**THE EXERCISE**:
Resize the records from the line containing "Pin the blue sky, one" through the end of the records, both ends included. Write out every line again, requests included, with each coordinate in the answers multiplied by 1.25 and rounded to a whole number, halves rounding up.

|---|

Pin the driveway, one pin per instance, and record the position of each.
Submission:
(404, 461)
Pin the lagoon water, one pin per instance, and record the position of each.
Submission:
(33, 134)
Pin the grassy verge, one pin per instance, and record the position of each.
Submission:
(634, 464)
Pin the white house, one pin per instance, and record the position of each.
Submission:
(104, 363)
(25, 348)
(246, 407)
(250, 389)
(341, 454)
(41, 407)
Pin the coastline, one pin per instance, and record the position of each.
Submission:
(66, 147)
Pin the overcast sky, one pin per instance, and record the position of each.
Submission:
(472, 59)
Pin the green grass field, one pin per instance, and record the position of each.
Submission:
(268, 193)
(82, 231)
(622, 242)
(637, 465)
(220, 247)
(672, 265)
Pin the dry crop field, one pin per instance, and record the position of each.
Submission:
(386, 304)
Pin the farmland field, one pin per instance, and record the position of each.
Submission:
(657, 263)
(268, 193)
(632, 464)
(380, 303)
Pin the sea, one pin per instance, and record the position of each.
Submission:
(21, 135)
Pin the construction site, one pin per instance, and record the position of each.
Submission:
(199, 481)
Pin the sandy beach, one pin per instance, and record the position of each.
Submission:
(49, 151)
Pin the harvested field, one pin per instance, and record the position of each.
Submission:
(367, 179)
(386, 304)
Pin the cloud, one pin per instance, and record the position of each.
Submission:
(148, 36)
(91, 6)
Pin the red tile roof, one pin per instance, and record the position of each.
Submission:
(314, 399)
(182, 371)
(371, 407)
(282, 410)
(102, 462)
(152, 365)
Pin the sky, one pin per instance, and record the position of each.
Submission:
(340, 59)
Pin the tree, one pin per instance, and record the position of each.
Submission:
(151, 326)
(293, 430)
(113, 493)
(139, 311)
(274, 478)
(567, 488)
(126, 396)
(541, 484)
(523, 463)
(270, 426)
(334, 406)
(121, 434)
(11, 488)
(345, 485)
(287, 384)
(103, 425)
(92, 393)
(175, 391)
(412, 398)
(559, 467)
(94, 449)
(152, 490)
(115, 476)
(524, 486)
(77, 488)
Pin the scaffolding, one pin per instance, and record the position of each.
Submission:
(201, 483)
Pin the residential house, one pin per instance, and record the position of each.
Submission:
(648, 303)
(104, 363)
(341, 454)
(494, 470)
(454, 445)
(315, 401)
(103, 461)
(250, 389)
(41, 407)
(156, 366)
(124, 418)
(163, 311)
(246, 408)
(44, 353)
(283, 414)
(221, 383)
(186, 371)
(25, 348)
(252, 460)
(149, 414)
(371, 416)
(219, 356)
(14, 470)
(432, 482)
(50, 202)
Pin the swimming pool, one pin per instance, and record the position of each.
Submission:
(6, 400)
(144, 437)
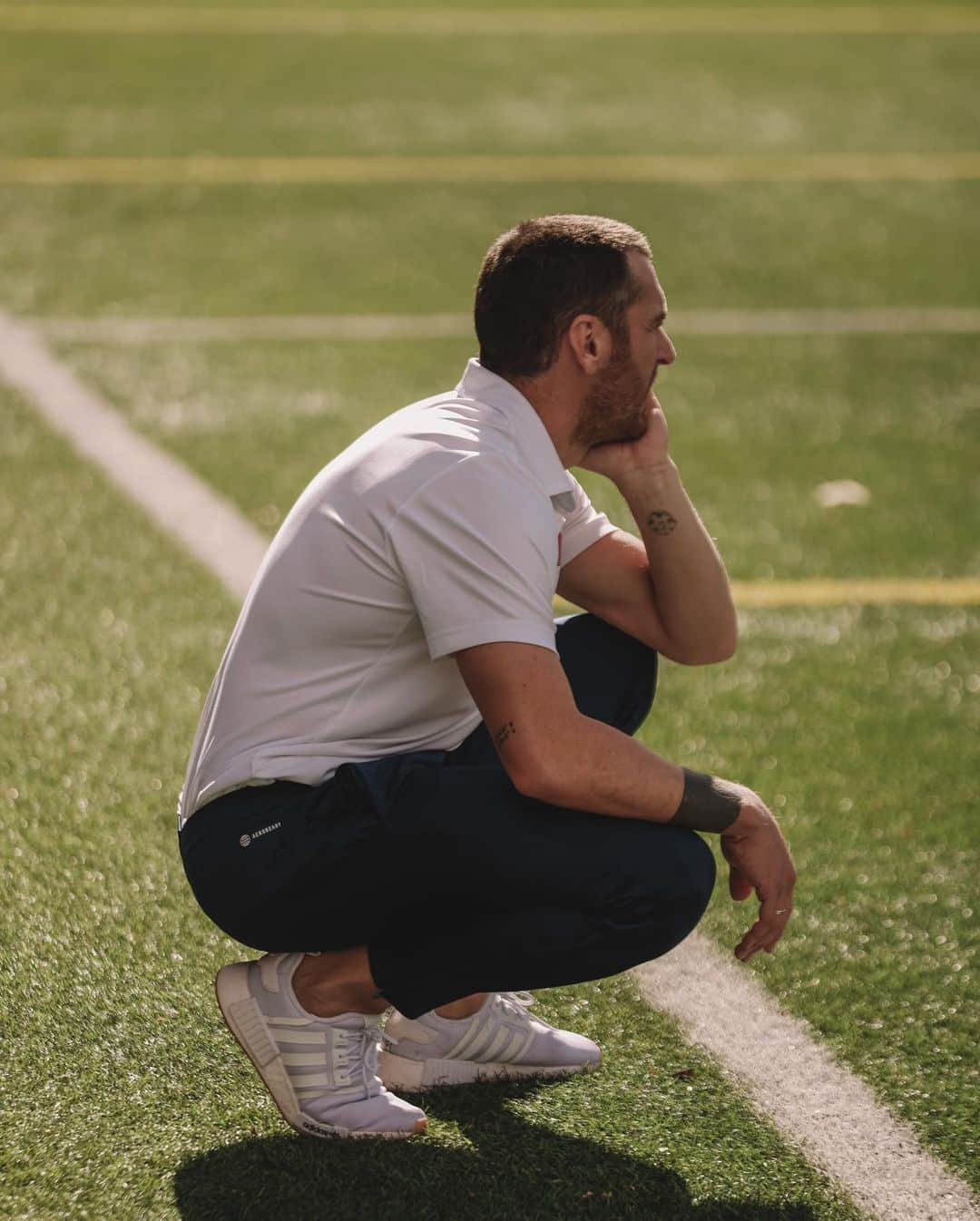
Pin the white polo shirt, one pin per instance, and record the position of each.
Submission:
(444, 526)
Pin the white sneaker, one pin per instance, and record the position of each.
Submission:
(321, 1071)
(501, 1040)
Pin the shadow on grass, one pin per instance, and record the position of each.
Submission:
(495, 1165)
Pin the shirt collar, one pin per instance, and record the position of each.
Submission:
(533, 440)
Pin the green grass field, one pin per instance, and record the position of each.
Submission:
(123, 1094)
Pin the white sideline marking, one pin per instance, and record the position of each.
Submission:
(941, 320)
(464, 170)
(141, 20)
(185, 505)
(815, 1103)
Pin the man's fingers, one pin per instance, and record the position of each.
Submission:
(774, 916)
(739, 884)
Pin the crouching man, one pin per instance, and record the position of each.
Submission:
(411, 786)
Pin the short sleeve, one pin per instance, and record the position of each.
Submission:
(583, 526)
(478, 550)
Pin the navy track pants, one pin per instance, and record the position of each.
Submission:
(455, 881)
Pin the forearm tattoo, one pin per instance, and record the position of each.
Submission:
(709, 804)
(504, 733)
(660, 522)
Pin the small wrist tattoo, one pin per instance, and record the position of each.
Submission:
(660, 522)
(504, 733)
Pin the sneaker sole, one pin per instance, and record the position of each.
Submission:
(416, 1076)
(245, 1019)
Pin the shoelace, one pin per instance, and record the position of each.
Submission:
(517, 1004)
(357, 1049)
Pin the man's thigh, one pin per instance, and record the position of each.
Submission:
(467, 836)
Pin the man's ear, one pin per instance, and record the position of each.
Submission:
(591, 342)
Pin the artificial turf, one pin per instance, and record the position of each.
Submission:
(123, 1094)
(113, 95)
(757, 425)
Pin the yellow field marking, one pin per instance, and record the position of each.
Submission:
(355, 170)
(401, 22)
(940, 591)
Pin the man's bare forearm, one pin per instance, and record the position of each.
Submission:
(693, 596)
(593, 766)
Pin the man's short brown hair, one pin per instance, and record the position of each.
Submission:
(538, 276)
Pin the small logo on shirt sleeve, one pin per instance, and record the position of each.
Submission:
(245, 840)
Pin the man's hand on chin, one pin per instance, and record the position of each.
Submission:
(616, 459)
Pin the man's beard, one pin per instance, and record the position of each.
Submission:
(616, 408)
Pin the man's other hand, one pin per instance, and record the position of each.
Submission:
(759, 860)
(616, 459)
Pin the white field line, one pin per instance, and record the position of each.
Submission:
(426, 22)
(211, 529)
(464, 170)
(817, 1104)
(941, 320)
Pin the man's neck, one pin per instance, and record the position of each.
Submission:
(552, 403)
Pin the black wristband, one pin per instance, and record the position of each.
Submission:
(709, 804)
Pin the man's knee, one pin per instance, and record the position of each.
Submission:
(612, 674)
(666, 878)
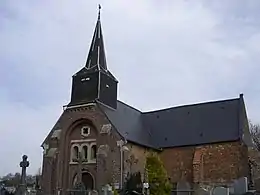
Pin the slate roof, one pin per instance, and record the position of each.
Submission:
(196, 124)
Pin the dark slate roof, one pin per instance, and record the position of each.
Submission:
(203, 123)
(96, 56)
(128, 122)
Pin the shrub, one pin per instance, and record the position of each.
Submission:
(157, 176)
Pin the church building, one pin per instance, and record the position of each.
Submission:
(99, 139)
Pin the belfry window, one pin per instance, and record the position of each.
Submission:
(85, 153)
(85, 131)
(93, 152)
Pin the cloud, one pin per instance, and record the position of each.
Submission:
(180, 51)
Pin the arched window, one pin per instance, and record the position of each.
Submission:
(75, 153)
(85, 153)
(93, 152)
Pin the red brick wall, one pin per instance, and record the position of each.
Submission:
(220, 162)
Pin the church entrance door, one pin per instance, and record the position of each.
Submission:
(88, 180)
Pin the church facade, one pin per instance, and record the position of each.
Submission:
(99, 139)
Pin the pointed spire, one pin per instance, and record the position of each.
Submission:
(99, 8)
(96, 56)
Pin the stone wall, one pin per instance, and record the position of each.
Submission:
(220, 162)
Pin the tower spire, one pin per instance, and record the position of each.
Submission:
(99, 8)
(96, 56)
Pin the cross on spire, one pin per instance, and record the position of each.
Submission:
(24, 164)
(96, 57)
(99, 8)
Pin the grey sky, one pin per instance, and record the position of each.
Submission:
(164, 54)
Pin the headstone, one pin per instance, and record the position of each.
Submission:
(183, 188)
(240, 186)
(220, 191)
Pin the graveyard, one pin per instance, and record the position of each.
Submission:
(100, 145)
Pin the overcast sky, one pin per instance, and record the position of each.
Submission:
(165, 53)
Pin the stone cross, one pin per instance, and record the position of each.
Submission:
(131, 161)
(21, 190)
(24, 164)
(80, 187)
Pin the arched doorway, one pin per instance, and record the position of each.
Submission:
(88, 180)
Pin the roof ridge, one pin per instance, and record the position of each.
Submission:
(133, 108)
(188, 105)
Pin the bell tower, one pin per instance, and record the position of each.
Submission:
(94, 82)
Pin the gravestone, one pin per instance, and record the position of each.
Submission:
(220, 191)
(22, 189)
(240, 186)
(201, 191)
(183, 188)
(107, 190)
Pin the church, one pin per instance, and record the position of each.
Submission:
(99, 139)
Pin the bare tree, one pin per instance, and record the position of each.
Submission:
(255, 134)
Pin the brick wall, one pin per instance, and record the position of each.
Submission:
(220, 162)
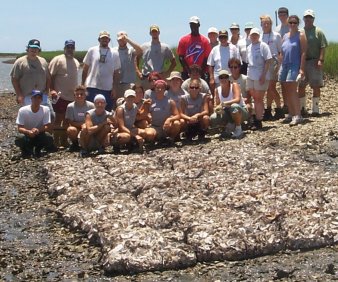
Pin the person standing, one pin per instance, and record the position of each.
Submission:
(100, 69)
(194, 48)
(243, 45)
(127, 72)
(64, 78)
(33, 125)
(155, 53)
(213, 36)
(293, 63)
(219, 57)
(274, 41)
(283, 27)
(314, 62)
(259, 59)
(30, 72)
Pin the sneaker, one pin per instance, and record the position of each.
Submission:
(74, 147)
(238, 133)
(296, 120)
(287, 119)
(304, 113)
(84, 153)
(267, 114)
(279, 113)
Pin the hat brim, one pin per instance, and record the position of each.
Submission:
(34, 46)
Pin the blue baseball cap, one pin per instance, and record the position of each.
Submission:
(70, 42)
(34, 43)
(36, 93)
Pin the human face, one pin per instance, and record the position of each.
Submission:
(266, 25)
(80, 95)
(69, 50)
(104, 41)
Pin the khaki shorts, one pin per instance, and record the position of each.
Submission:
(255, 85)
(313, 75)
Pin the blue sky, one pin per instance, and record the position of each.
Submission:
(52, 22)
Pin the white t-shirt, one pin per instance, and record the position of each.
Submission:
(100, 73)
(28, 119)
(219, 58)
(257, 55)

|---|

**EXERCISE OUTPUT**:
Pin the blue sky, one pin per instance, and record the position of each.
Submission:
(65, 28)
Pin the white t-shirt, one pin per instance, and record the position of each.
Submission:
(125, 91)
(35, 149)
(274, 73)
(321, 69)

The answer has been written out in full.